● **Work instruction**: Please write the data out once more, exactly as it is given.

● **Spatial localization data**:
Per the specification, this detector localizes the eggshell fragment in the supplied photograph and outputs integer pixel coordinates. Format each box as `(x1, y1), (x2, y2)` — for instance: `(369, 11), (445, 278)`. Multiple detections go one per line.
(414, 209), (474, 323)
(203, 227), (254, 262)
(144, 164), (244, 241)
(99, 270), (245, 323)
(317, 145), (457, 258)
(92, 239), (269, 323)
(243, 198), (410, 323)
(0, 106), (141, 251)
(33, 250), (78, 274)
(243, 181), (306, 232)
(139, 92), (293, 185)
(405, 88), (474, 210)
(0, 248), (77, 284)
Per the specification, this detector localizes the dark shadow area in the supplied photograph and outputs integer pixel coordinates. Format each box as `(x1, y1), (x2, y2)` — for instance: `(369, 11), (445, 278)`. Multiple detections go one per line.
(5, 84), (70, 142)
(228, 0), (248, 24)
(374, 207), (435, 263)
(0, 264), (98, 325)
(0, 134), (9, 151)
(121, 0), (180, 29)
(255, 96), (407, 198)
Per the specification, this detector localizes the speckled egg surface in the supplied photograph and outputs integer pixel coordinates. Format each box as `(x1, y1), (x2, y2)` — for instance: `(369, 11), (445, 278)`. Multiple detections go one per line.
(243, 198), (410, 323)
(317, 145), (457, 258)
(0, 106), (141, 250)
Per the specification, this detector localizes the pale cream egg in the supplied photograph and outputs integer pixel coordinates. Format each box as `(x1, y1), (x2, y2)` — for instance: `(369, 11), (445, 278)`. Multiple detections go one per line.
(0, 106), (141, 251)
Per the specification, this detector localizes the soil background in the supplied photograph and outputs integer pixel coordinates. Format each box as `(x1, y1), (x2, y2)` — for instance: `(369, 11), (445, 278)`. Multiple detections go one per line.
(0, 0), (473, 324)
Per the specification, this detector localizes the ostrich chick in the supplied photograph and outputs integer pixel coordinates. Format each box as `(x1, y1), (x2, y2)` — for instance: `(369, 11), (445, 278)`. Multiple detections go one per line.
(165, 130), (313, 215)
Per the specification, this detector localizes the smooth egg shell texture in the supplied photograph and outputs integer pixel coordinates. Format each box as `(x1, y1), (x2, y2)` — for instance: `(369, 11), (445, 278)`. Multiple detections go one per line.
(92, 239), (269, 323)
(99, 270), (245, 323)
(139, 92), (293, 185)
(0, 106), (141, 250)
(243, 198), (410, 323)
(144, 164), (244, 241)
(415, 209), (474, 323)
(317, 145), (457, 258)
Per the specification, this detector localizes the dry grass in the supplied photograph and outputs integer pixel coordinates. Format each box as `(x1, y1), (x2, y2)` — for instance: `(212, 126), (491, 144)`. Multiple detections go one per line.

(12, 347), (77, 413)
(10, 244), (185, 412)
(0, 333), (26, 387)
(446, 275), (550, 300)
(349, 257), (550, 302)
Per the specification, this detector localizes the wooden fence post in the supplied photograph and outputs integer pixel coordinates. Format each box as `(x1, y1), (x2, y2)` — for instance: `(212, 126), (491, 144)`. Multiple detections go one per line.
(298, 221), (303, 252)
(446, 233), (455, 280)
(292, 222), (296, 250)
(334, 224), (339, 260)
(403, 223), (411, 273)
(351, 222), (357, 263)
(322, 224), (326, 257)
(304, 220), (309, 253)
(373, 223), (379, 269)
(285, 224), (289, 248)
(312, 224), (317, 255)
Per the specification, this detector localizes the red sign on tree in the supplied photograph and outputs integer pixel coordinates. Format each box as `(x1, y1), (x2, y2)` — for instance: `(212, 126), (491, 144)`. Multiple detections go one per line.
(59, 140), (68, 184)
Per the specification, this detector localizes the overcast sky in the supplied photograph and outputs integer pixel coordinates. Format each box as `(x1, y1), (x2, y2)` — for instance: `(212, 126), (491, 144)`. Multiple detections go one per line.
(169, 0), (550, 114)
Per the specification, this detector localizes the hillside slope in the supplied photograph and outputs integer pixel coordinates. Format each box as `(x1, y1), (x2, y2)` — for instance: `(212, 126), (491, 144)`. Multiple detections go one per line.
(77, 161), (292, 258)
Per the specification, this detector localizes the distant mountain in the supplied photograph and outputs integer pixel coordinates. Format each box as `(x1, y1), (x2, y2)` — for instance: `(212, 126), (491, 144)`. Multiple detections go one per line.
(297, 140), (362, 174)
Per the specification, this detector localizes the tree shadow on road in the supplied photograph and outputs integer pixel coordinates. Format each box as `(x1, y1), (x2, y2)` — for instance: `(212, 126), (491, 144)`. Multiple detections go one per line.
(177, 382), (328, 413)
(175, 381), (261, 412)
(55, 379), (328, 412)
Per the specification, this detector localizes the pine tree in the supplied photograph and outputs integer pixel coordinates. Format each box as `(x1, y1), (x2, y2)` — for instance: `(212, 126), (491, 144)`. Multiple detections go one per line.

● **Solution to this task**:
Per the specification, this detector localizes the eggshell fragment in the supplied photograph and outputs integer pixel coordinates. Format each box as `(x1, y1), (x2, y2)` — for instance: `(369, 11), (445, 278)`. Multiple detections go one per line.
(414, 209), (474, 323)
(203, 227), (254, 262)
(144, 164), (244, 241)
(99, 270), (245, 323)
(317, 145), (457, 258)
(92, 239), (269, 323)
(243, 198), (410, 323)
(0, 106), (141, 251)
(33, 250), (78, 274)
(243, 181), (306, 232)
(139, 92), (293, 185)
(405, 88), (474, 210)
(0, 248), (77, 284)
Per the specification, this detector localizes the dark shadow area in the supplied photograph and outputs integer pixel coordinates. Format each box as `(x1, y1), (x2, y2)` — for instance: `(369, 11), (445, 278)`. Multiple detections go one per line.
(5, 84), (70, 142)
(228, 0), (248, 24)
(374, 207), (435, 263)
(0, 264), (98, 325)
(0, 134), (9, 151)
(121, 0), (180, 29)
(255, 96), (407, 198)
Per the specification, this detector localizes the speckled egg surface in the supplied photograph and outputs integer pixel coordinates. Format each box as `(x1, y1), (x2, y2)` — for instance: `(369, 11), (445, 278)`. Multiple detections go one per line.
(243, 198), (410, 323)
(317, 145), (457, 258)
(0, 106), (141, 250)
Per the specification, this detector localizes the pale cream egg in the supplied photograph and outputs integer pixel coordinates. Format each box as `(x1, y1), (x2, y2)` — for instance: `(369, 11), (445, 278)`. Multiple detections go one per line.
(0, 106), (141, 251)
Per the specification, this detector localizes the soil background in the supplied photograph and outputs integer pixel coordinates. Format each box as `(x1, y1), (x2, y2)` — for instance: `(369, 11), (445, 278)`. Multiple detections go one per line.
(0, 0), (473, 324)
Per the specification, this detector localizes the ostrich chick in the supplied photograph and outputs integer pixel coordinates. Format each box as `(x1, y1), (x2, y2)` — for instance: `(369, 11), (445, 278)`. Multiple detections go one per line.
(165, 130), (313, 215)
Per the specification, this detector localizes the smooth egg shell texture in the supplied photograph and outputs integer pixel coordinates. Format each box as `(x1, y1), (x2, y2)` — for instance: `(369, 11), (445, 278)`. Multiple detections go one per line.
(92, 239), (269, 323)
(99, 270), (245, 323)
(139, 92), (293, 185)
(0, 106), (141, 250)
(243, 198), (410, 323)
(144, 164), (244, 241)
(415, 209), (474, 323)
(317, 145), (457, 258)
Per the specification, this detector localizes the dry grass in the supplied photograph and outputs integer pixel coordinates. Format each box as `(x1, y1), (x2, y2)` — for instance: `(212, 126), (491, 144)`. Multiple detections go one per line.

(12, 347), (77, 413)
(10, 244), (185, 412)
(0, 333), (26, 387)
(446, 275), (550, 300)
(349, 257), (550, 302)
Per the specification, this detector localizes the wooden fence post in the supplied photograph and outputs integer pixel coordinates. Format each box as `(x1, y1), (x2, y2)` — for instance: `(212, 126), (491, 144)`. Multiple detections go one per line.
(298, 221), (303, 252)
(446, 233), (455, 280)
(292, 222), (296, 250)
(334, 224), (339, 260)
(403, 223), (411, 273)
(351, 222), (357, 263)
(322, 224), (326, 257)
(304, 220), (309, 253)
(373, 223), (379, 269)
(285, 224), (289, 248)
(312, 224), (317, 255)
Per the specification, this detector localizes the red sign on tree in the supplied photograph and outputs integer pixel coordinates. Format each box as `(x1, y1), (x2, y2)` — for instance: `(212, 126), (491, 144)`. Multiple detections go one per line.
(59, 140), (68, 184)
Per the specification, this detector localizes the overcast sky in the supplied photograph and outputs integer pixel coordinates. Format each box as `(x1, y1), (x2, y2)` — for instance: `(212, 126), (491, 144)`. Multiple detections go one per line.
(169, 0), (550, 114)
Per the specification, this detector localizes the hillside slope in the supplied photograph and outputs integer pixel coordinates. Format each box as `(x1, y1), (x2, y2)` — for instance: `(212, 126), (491, 144)`. Multiple detections go one per line.
(77, 161), (292, 258)
Per the specification, this detector localizes the distant mountain in the supplied photograph and outputs integer pixel coordinates. Format each box as `(x1, y1), (x2, y2)` — for instance: `(212, 126), (491, 144)`. Multiple detections go one per line.
(297, 140), (362, 174)
Per the specification, this detector localizes the tree shadow on road in the supplied photograph and outputs integer pixel coordinates. Format each box as `(x1, y1), (x2, y2)` — for instance: `(212, 126), (491, 144)`. Multiple detections go one per line.
(177, 382), (328, 413)
(175, 381), (261, 412)
(55, 379), (328, 412)
Per the specification, this detector localizes the pine tree in the supplied photograph and outputs integer pixel coordinates. Format each box as `(x1, y1), (x2, y2)` — for instance: `(212, 126), (491, 144)`. Multiple detections go one per line.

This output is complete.